» PROMPT: All that should come back is the lines of the data below from the one containing "In the photo above, where can the red frame" to the one containing "In the photo above, where can the ornate", inclusive, exactly as they stand.

» SUPPLIED MATERIAL:
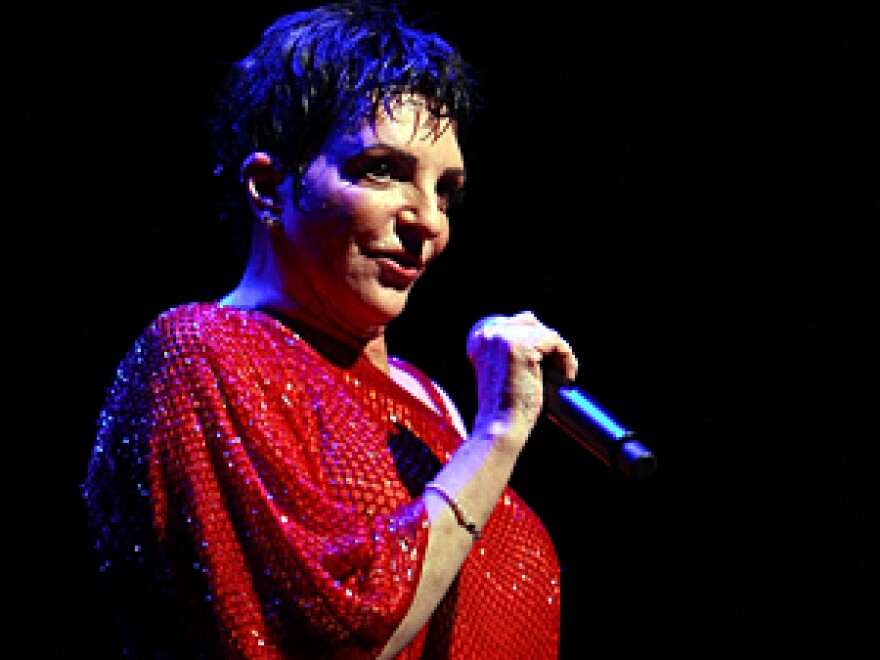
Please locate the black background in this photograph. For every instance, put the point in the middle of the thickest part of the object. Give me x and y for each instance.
(687, 193)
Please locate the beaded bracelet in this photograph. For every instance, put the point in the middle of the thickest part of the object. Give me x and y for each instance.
(463, 518)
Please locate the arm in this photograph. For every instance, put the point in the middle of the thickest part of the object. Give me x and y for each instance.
(506, 353)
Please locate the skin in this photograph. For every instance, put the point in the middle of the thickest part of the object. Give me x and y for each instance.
(373, 216)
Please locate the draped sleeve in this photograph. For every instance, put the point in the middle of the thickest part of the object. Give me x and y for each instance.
(243, 493)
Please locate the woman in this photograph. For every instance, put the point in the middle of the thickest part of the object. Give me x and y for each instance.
(267, 480)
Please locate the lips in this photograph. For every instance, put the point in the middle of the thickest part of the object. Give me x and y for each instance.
(399, 267)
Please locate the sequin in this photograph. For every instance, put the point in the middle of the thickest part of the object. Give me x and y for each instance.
(246, 489)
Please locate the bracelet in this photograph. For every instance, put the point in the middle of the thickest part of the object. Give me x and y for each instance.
(463, 518)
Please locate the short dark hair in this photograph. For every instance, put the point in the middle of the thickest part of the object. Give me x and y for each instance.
(315, 68)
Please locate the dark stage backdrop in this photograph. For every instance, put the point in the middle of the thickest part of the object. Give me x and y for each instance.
(683, 189)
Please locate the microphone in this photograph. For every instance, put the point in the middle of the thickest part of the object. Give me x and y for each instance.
(571, 409)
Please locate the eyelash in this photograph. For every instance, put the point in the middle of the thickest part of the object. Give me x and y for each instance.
(384, 170)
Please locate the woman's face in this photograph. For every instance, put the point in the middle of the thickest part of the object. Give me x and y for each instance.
(373, 213)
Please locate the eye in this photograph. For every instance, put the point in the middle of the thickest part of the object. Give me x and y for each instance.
(377, 169)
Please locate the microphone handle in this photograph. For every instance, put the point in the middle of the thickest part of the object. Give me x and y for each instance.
(577, 414)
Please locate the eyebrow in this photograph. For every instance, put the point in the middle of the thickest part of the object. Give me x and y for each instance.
(448, 173)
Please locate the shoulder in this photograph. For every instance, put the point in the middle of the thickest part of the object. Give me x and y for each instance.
(427, 390)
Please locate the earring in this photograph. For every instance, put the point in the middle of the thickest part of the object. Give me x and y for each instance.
(270, 221)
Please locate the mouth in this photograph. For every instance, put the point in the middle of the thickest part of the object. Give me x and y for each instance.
(398, 268)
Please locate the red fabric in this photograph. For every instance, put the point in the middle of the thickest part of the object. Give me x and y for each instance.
(279, 522)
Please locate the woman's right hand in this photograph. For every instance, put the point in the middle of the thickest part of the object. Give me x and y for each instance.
(507, 353)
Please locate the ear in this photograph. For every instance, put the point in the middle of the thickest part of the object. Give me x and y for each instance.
(262, 177)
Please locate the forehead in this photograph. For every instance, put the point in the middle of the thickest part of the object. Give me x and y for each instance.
(404, 122)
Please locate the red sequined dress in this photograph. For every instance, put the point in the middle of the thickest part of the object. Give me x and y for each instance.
(251, 498)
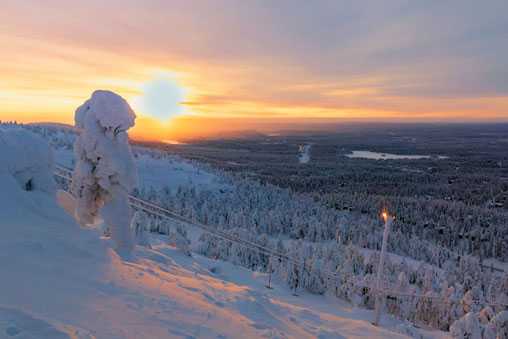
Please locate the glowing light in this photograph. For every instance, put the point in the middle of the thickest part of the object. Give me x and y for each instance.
(385, 215)
(161, 99)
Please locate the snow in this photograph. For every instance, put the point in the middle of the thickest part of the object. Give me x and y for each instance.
(105, 173)
(173, 172)
(389, 156)
(304, 156)
(63, 281)
(108, 108)
(27, 159)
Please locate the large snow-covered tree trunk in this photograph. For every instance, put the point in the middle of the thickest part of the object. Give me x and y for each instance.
(105, 172)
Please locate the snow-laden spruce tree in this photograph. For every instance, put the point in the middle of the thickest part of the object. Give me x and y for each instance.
(105, 172)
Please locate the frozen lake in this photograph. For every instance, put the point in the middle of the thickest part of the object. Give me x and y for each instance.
(389, 156)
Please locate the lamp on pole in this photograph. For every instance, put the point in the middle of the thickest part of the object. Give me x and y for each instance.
(388, 219)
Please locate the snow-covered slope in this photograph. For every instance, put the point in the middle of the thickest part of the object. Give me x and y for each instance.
(61, 281)
(59, 278)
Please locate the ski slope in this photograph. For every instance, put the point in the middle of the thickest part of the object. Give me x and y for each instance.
(62, 281)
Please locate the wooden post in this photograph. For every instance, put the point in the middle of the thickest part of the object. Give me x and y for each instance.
(379, 295)
(269, 285)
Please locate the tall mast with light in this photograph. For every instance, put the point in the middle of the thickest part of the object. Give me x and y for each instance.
(388, 219)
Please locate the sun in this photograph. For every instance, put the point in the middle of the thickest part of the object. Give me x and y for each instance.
(162, 98)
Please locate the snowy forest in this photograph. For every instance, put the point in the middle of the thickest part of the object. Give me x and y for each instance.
(445, 268)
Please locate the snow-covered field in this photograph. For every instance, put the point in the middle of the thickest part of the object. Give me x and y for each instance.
(388, 156)
(62, 281)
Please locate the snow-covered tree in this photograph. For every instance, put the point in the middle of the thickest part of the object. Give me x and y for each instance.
(138, 226)
(178, 238)
(105, 172)
(28, 159)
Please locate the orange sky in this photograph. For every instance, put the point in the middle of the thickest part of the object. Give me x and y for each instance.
(239, 74)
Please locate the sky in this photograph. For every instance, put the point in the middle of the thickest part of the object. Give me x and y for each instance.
(192, 68)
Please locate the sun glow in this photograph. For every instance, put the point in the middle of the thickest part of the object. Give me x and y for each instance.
(162, 99)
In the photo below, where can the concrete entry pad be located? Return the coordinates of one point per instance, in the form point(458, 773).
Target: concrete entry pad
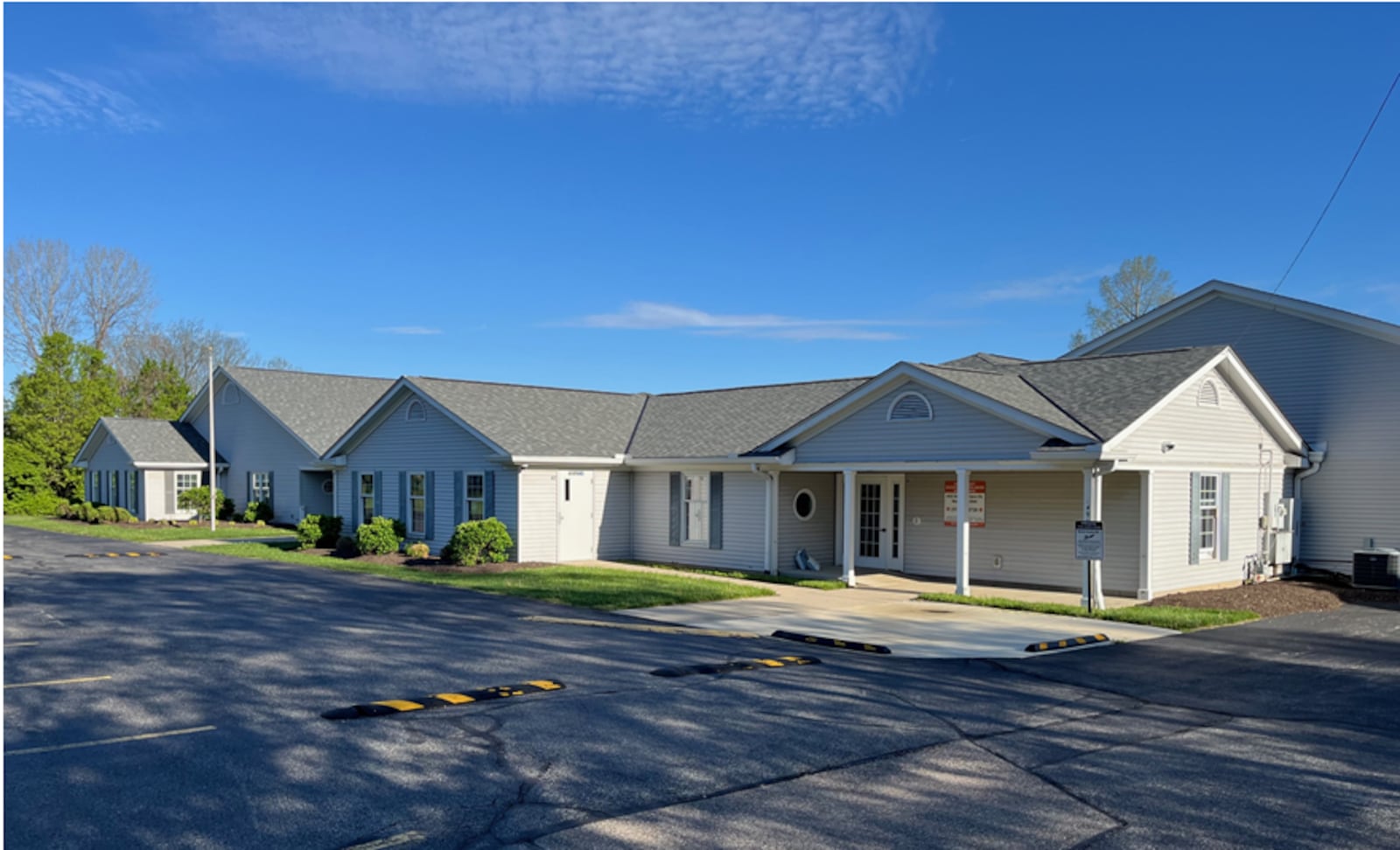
point(958, 789)
point(909, 628)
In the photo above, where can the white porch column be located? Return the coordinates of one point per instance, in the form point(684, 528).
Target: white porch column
point(961, 558)
point(1092, 596)
point(849, 527)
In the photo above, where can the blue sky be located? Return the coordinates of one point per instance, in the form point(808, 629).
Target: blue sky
point(669, 198)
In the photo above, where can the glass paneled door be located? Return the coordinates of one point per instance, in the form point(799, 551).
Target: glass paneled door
point(879, 522)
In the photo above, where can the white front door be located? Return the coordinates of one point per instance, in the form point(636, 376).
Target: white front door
point(879, 522)
point(576, 516)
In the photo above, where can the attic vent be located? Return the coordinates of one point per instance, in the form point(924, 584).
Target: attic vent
point(910, 406)
point(1208, 396)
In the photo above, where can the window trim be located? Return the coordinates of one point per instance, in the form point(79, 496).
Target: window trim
point(468, 498)
point(1213, 551)
point(688, 530)
point(410, 498)
point(798, 513)
point(928, 406)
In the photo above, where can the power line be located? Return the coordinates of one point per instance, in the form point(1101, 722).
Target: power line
point(1323, 214)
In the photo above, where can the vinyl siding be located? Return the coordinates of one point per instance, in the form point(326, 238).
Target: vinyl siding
point(742, 522)
point(816, 534)
point(434, 445)
point(1031, 525)
point(256, 442)
point(1336, 387)
point(1203, 435)
point(956, 432)
point(612, 512)
point(1172, 527)
point(539, 515)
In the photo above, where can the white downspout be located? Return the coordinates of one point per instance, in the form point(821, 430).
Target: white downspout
point(1315, 459)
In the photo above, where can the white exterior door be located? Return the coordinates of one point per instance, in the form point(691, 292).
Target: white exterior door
point(879, 522)
point(576, 516)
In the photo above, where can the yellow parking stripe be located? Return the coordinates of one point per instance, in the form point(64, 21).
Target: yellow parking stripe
point(90, 679)
point(104, 742)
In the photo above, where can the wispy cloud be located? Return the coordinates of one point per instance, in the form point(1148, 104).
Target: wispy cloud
point(410, 331)
point(1040, 289)
point(644, 315)
point(819, 63)
point(60, 101)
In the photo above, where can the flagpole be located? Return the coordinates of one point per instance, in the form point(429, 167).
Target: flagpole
point(214, 471)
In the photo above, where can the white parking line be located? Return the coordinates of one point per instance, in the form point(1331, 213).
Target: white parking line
point(104, 742)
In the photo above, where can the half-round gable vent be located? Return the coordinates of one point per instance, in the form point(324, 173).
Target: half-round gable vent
point(910, 406)
point(1208, 396)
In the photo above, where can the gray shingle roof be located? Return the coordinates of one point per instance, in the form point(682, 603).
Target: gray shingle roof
point(1096, 396)
point(541, 422)
point(723, 422)
point(160, 441)
point(318, 408)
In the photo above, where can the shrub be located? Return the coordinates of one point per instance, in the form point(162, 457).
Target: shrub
point(315, 530)
point(378, 537)
point(258, 512)
point(480, 541)
point(196, 498)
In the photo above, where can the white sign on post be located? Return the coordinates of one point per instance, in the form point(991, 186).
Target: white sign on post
point(1088, 540)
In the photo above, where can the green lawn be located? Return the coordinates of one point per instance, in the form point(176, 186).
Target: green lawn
point(1162, 617)
point(139, 534)
point(581, 586)
point(748, 575)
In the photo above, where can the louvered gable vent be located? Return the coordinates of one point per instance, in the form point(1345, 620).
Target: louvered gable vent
point(910, 406)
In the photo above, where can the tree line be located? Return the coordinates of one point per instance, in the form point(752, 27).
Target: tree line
point(81, 341)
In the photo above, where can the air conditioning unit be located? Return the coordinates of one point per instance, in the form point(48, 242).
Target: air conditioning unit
point(1376, 568)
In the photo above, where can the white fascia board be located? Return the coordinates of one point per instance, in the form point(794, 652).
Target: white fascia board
point(906, 371)
point(1295, 306)
point(1255, 399)
point(948, 466)
point(566, 460)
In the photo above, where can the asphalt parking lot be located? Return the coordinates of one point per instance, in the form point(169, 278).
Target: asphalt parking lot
point(175, 702)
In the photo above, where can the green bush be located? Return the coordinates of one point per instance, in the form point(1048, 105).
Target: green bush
point(378, 537)
point(315, 530)
point(480, 541)
point(196, 498)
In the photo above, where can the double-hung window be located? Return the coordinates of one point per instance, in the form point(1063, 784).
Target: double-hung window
point(261, 487)
point(696, 509)
point(417, 504)
point(368, 497)
point(475, 497)
point(1208, 513)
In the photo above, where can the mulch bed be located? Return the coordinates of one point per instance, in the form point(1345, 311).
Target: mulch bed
point(430, 565)
point(1278, 599)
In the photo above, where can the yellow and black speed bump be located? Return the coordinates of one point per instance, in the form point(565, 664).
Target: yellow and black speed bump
point(118, 555)
point(1068, 644)
point(836, 642)
point(734, 665)
point(438, 700)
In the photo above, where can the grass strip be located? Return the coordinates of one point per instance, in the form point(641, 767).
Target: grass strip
point(142, 534)
point(1162, 617)
point(748, 575)
point(595, 588)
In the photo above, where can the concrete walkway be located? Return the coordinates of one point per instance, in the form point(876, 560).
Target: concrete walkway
point(882, 610)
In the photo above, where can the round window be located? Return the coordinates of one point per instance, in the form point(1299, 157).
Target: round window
point(804, 505)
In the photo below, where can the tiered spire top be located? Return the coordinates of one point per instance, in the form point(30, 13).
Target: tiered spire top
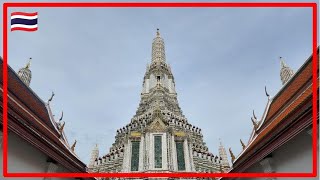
point(25, 73)
point(158, 50)
point(286, 72)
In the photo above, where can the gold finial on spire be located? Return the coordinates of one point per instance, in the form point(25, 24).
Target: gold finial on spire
point(29, 63)
point(242, 144)
point(232, 155)
point(255, 125)
point(73, 145)
point(61, 127)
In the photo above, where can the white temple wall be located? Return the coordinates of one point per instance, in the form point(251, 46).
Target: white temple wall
point(294, 156)
point(23, 157)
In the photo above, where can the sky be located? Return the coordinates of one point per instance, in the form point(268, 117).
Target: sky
point(221, 58)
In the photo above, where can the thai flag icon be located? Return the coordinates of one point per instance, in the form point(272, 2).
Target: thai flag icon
point(24, 21)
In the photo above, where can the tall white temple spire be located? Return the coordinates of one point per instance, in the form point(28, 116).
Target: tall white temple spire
point(158, 50)
point(286, 72)
point(94, 156)
point(25, 73)
point(223, 154)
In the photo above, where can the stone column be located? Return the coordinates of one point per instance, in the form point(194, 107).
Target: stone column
point(1, 137)
point(126, 157)
point(52, 167)
point(268, 167)
point(186, 155)
point(174, 154)
point(164, 152)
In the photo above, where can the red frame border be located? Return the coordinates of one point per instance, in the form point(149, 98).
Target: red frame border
point(313, 6)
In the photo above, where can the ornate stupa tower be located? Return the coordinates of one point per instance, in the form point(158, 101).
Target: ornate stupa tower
point(159, 137)
point(94, 156)
point(286, 72)
point(225, 166)
point(25, 73)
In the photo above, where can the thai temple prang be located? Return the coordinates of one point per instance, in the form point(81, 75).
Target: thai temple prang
point(159, 137)
point(25, 73)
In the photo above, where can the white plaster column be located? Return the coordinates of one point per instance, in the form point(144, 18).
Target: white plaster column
point(191, 158)
point(141, 153)
point(147, 85)
point(174, 154)
point(1, 137)
point(309, 131)
point(268, 167)
point(126, 157)
point(186, 155)
point(52, 167)
point(164, 152)
point(151, 151)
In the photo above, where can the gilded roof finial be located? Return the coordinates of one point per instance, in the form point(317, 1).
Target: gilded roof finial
point(61, 127)
point(232, 155)
point(29, 63)
point(285, 72)
point(242, 144)
point(73, 145)
point(61, 116)
point(255, 125)
point(50, 99)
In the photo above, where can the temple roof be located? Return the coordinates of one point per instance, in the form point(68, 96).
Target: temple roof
point(283, 109)
point(31, 118)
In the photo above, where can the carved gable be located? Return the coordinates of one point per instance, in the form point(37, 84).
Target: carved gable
point(157, 126)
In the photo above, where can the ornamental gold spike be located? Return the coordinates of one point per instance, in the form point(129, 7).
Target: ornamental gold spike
point(255, 125)
point(29, 63)
point(73, 145)
point(242, 144)
point(61, 127)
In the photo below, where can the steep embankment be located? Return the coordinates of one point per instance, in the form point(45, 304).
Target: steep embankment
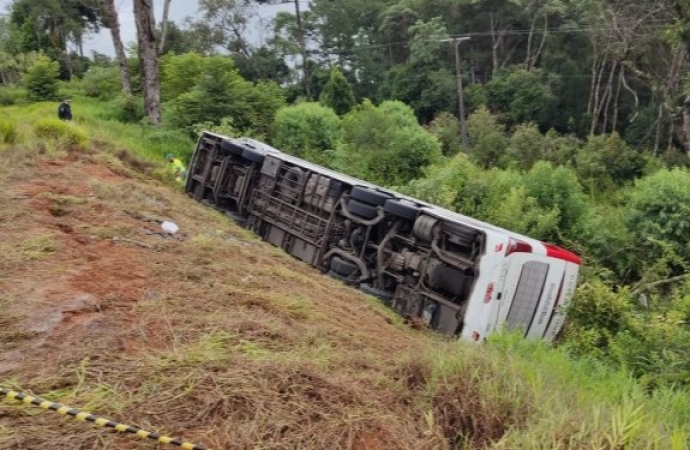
point(221, 339)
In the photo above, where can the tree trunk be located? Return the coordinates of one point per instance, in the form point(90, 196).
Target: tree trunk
point(657, 136)
point(114, 22)
point(614, 123)
point(537, 54)
point(596, 102)
point(164, 26)
point(303, 49)
point(686, 124)
point(528, 57)
point(608, 96)
point(148, 58)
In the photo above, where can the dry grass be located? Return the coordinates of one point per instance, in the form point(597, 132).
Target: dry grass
point(228, 342)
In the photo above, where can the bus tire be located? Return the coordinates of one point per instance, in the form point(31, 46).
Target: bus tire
point(342, 266)
point(335, 189)
point(370, 196)
point(370, 290)
point(337, 276)
point(253, 155)
point(401, 209)
point(362, 210)
point(230, 147)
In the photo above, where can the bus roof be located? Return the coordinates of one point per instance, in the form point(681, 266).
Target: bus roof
point(431, 209)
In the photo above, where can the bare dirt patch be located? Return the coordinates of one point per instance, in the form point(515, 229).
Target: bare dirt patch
point(213, 336)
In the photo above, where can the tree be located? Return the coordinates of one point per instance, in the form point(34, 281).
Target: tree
point(658, 208)
point(306, 129)
point(148, 59)
point(112, 21)
point(164, 26)
point(337, 94)
point(385, 144)
point(220, 92)
point(488, 142)
point(521, 96)
point(50, 25)
point(41, 79)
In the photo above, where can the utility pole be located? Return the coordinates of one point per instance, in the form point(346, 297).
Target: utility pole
point(461, 101)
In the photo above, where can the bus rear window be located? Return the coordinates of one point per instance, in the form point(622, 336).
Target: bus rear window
point(527, 295)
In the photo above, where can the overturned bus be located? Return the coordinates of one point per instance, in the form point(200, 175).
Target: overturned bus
point(457, 275)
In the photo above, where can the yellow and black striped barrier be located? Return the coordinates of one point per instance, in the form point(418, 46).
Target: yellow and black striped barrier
point(100, 421)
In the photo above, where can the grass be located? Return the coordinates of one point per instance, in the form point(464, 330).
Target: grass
point(231, 343)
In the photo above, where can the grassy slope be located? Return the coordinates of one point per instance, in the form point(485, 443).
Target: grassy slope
point(226, 341)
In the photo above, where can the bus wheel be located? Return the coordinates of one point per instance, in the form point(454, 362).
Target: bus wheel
point(369, 196)
point(369, 289)
point(230, 147)
point(402, 209)
point(362, 210)
point(342, 266)
point(253, 155)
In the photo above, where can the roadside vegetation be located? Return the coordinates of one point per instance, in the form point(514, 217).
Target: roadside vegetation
point(574, 137)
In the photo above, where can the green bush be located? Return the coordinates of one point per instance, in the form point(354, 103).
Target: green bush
point(102, 82)
point(221, 92)
point(41, 80)
point(447, 130)
point(658, 207)
point(385, 144)
point(128, 109)
point(10, 96)
point(8, 132)
point(337, 94)
point(488, 141)
point(305, 128)
point(60, 131)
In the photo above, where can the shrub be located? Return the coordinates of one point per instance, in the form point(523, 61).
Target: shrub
point(658, 207)
point(385, 144)
point(221, 92)
point(488, 142)
point(8, 132)
point(337, 94)
point(63, 132)
point(305, 128)
point(102, 82)
point(128, 109)
point(41, 79)
point(447, 130)
point(10, 96)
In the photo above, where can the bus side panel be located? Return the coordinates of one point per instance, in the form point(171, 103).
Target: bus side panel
point(482, 309)
point(566, 295)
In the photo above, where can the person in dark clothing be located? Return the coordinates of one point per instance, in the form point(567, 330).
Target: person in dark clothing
point(65, 110)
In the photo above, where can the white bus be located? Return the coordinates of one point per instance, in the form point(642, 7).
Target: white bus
point(455, 274)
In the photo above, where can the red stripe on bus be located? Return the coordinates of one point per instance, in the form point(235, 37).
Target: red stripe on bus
point(559, 253)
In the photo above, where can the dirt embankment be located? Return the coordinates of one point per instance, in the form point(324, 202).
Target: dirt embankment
point(211, 335)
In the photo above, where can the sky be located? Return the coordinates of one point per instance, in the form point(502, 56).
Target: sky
point(179, 10)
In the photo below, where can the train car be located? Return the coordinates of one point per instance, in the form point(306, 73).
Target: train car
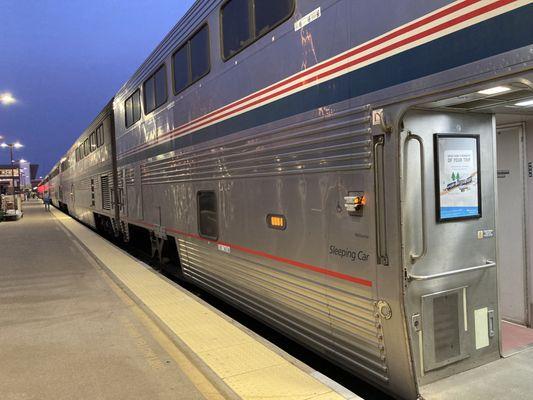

» COMPLETED EXERCISE:
In the photo above, where can the red frame border be located? Return the coordinates of one point per instance, in the form point(149, 98).
Target: red frame border
point(313, 6)
In the photo above, where can the ornate stupa tower be located? Return the coordinates of one point per instance, in the form point(158, 101).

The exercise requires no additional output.